Directions for this task —
Repeat verbatim each line from the line with "of the silver" to the end of the entries. Pictures do not belong in the copy.

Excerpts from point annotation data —
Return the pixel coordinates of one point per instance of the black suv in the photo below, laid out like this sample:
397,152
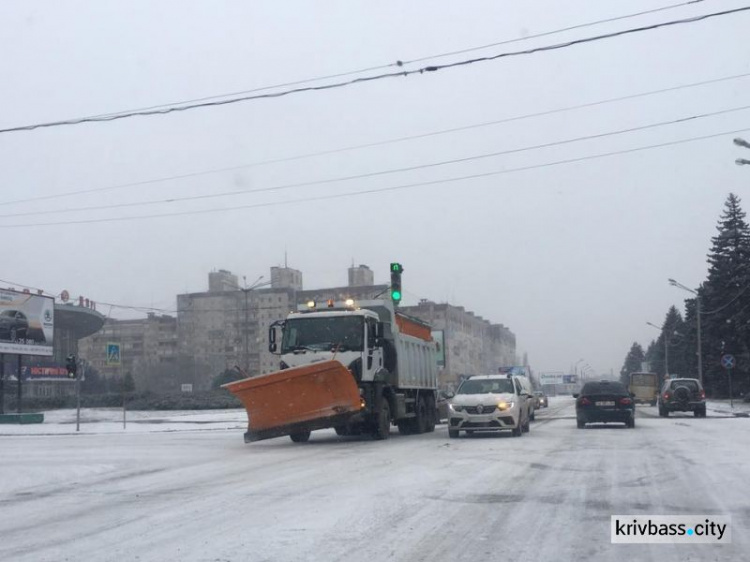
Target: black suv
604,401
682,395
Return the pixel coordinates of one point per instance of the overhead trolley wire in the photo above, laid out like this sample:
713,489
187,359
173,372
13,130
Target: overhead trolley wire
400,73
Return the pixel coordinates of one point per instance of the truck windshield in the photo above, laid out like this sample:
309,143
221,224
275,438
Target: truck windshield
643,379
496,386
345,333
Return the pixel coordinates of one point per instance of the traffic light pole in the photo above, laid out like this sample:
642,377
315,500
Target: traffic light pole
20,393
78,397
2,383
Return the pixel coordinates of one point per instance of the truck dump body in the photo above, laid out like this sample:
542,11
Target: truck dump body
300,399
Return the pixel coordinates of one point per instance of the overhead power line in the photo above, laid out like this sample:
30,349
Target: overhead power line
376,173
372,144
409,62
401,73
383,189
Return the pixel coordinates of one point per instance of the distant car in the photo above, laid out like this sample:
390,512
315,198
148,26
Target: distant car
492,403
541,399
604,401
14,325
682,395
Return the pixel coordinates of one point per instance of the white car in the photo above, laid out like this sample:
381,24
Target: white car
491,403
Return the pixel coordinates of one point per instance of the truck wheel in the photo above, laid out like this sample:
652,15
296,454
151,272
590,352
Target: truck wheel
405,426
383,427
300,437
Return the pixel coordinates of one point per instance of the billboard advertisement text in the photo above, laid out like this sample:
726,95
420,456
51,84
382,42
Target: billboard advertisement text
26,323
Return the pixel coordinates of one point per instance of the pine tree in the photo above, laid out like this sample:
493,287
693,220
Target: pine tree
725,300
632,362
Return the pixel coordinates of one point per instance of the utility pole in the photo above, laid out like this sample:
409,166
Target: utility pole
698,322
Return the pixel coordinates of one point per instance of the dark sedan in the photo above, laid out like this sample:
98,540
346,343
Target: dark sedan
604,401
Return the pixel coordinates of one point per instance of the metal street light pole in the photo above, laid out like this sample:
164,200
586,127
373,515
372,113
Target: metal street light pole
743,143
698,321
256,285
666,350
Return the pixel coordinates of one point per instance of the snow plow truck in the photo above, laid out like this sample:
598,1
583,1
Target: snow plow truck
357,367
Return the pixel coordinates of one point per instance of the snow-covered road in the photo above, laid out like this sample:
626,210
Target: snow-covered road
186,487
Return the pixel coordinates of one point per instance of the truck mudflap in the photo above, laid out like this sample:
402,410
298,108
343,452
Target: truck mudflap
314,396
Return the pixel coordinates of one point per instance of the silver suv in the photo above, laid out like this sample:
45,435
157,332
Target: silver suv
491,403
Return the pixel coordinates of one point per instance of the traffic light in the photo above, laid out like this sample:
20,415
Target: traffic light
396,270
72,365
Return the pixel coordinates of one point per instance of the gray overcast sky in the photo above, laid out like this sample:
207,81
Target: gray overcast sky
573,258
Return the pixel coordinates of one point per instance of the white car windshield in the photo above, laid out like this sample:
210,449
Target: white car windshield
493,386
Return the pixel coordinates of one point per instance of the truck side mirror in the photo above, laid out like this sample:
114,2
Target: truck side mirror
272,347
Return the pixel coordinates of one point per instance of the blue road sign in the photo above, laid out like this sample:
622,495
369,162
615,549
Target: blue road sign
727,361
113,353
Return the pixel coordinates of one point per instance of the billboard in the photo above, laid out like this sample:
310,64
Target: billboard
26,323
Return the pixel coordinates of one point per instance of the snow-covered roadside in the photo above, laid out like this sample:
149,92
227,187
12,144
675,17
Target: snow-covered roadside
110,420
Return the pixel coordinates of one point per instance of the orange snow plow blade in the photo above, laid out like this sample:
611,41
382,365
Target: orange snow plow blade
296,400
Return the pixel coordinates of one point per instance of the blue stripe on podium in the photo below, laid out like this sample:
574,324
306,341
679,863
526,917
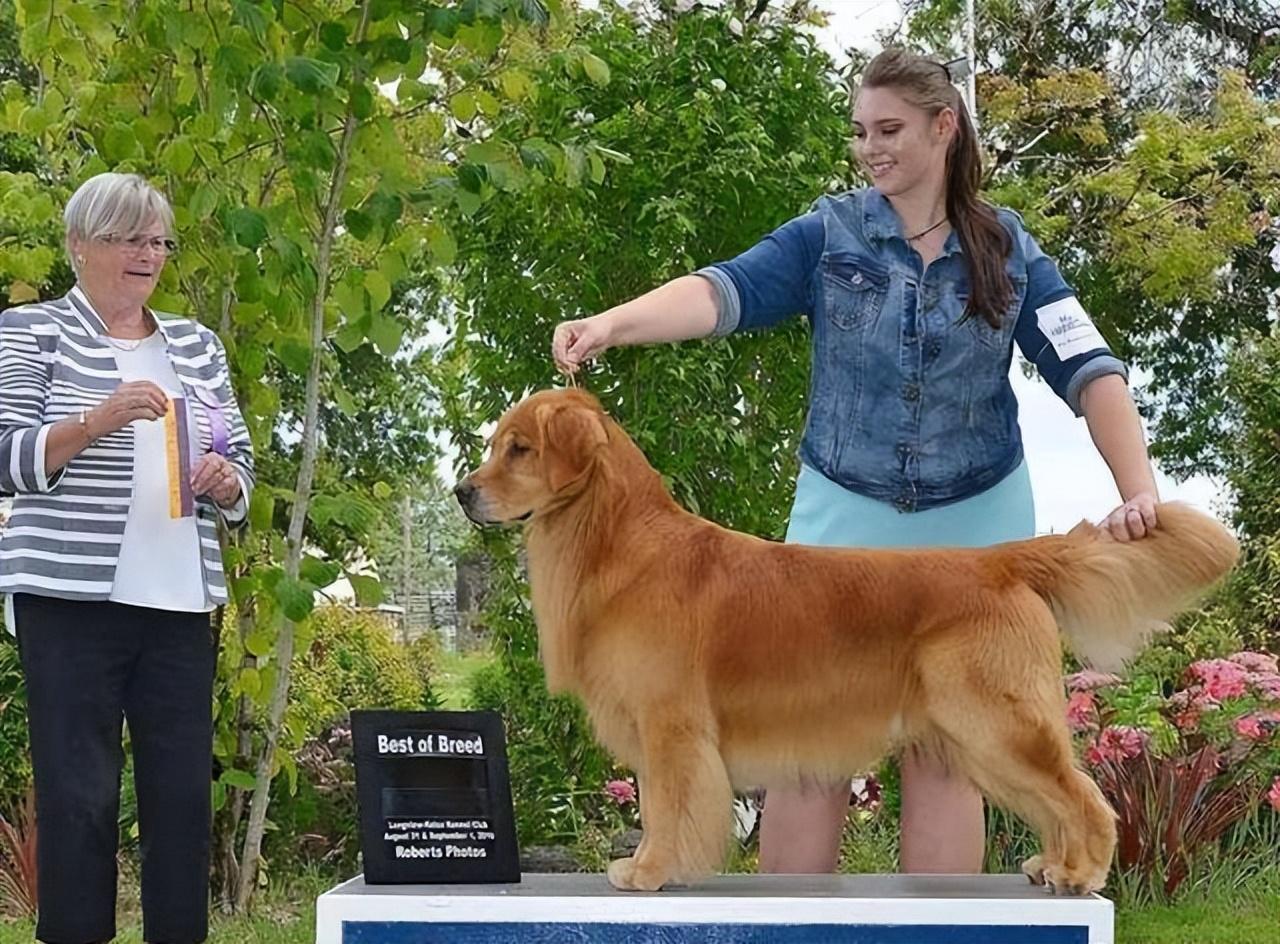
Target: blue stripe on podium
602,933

Response to the exercise —
Return the pixel coordinates of one point per instance of the silver suv in the photo above, laid out like this sample:
45,435
157,332
Target: silver suv
491,403
Return the pixel coordinates of one point per instance of the traffic light in the photo above, laid out like this sample:
20,415
Target: traffic light
396,270
72,365
Return the pixel coordinates of one point per instance of the gray overcast sky in the photo above, laid out like this sample:
207,81
Target: gray overcast sky
573,258
Return the pixel coordinates of one point per instance of the white car windshield in the photo above, laid out like this sample:
210,449
Target: white car windshield
493,386
Return the pixel coordinates of one point per instance of the truck side mirror in the photo above, laid out like this sample:
114,2
Target: truck side mirror
272,347
Return the pixel coordinates of one point per instance of the blue road sign in the photo above, laid out like this sample:
622,495
369,162
615,549
Target: blue road sign
727,361
113,353
Return the pixel coordinates of one point per instance of the billboard in the photo above, laid out like this sample:
310,64
Target: billboard
26,323
Return the pixel coordinates of one point per instance of the snow-covered roadside in the photo above, laid out like this sample:
149,92
227,187
12,144
675,17
Target: snow-covered roadside
110,420
Return the pixel coordinates of one point per instance of the orange snow plow blade in the photo above, laid out like this sample:
611,41
382,365
Target: orange snow plow blade
296,400
Return the pixel coordinates of one point per instance of the blue stripe on podium in the photo below, laid out like this sample:
574,324
306,341
679,863
526,917
Target: blue stripe on podium
602,933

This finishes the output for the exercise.